However, giving up outside work remains difficult for many working-class and middle-class families. Why are many state Medicaid programs capping pay for care provided by family members? Family caregiving should help public budgets. Pennsylvania lifts the cap on family-caregiver pay for up to 90 days whenever “there is an emergency or an unplanned departure of a regularly scheduled worker.” During the Covid-19 pandemic, it suspended the cap altogether. An AARP study finds that Medicaid can fund community-based care for three people at the cost of one nursing home residency. For every person who returned to the community from a nursing home, the government saved an average of $22,000. Overhead is the reason: “By funding care at home, the government can avoid many . . . costs associated with nursing homes,” Camosy writes, including “general administration, HR, cleaning, massive amounts of laundry, utilities, kitchen staff, and more.”

The savings do not come at the price of worse service. Even Americans with the greatest need are especially likely to benefit from caregiving provided in their communities. According to government-sponsored research, moving people out of institutions yields widespread, and lasting, improvements in their quality of life and contributions to their communities. Paying family caregivers to provide care has been shown to result in fewer infections, bedsores, hospitalizations, emergency-room visits, and health-care costs. Religion and the best modern social science point in the same direction here: For many, family caregiving is best.

(Records from a dataset)
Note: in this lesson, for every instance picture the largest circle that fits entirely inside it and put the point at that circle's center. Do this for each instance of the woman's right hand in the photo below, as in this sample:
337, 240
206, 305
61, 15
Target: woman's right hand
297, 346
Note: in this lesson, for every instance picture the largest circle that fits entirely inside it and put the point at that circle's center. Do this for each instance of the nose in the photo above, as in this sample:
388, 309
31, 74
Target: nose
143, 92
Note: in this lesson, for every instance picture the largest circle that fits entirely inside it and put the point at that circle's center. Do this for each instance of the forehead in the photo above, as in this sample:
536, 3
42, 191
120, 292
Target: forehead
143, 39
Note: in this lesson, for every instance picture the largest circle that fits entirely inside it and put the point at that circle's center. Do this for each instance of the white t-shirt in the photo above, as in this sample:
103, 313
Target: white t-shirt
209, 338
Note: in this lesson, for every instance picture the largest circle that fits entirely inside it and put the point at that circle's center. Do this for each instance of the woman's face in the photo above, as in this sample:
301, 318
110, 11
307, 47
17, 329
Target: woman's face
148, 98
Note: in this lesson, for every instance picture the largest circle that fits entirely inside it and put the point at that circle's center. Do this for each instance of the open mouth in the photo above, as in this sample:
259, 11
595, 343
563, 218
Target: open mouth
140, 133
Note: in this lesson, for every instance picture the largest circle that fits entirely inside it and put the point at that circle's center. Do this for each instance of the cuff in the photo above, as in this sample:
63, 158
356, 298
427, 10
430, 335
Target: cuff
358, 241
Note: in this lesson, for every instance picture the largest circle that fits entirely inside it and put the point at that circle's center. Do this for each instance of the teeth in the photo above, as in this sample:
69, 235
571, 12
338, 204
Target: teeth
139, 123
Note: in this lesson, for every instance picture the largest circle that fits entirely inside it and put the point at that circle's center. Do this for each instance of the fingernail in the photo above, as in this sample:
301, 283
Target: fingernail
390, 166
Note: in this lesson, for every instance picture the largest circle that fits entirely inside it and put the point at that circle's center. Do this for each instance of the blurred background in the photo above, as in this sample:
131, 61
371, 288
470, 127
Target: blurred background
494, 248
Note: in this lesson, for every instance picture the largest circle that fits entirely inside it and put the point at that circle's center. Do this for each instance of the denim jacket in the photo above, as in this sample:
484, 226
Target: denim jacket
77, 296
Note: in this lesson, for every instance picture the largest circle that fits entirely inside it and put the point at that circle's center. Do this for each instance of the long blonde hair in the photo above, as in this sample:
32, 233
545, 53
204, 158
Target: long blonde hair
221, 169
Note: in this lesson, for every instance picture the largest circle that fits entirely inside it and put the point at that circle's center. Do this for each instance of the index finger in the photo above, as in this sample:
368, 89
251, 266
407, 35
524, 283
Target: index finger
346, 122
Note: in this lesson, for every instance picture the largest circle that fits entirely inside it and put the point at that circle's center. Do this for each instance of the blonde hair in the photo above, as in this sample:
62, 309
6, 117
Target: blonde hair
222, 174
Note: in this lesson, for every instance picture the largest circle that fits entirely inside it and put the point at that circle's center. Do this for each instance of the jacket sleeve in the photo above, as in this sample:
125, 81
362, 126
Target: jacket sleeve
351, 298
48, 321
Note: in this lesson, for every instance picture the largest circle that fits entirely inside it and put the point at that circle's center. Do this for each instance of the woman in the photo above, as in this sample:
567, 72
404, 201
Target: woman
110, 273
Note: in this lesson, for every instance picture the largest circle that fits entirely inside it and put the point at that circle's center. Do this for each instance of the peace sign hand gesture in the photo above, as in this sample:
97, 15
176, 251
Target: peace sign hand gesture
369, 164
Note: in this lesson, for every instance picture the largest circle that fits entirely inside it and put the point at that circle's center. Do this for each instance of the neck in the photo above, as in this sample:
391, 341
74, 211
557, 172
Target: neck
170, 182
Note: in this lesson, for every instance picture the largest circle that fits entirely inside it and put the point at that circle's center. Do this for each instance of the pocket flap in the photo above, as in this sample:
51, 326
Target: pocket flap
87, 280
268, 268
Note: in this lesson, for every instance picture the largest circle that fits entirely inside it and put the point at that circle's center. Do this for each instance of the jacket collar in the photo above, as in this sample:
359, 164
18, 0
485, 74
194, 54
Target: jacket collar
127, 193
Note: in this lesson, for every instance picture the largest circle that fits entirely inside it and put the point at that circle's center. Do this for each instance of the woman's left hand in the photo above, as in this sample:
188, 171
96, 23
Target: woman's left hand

WHAT THIS EXERCISE ASKS:
• A. According to the family-caregiving passage, how much did the government save on average for each person who returned to the community from a nursing home?
• B. List every outcome that the family-caregiving passage says is reduced when family caregivers are paid to provide care.

ANSWERS TO THE EXERCISES:
• A. An average of $22,000.

• B.
- Infections
- Bedsores
- Hospitalizations
- Emergency-room visits
- Health-care costs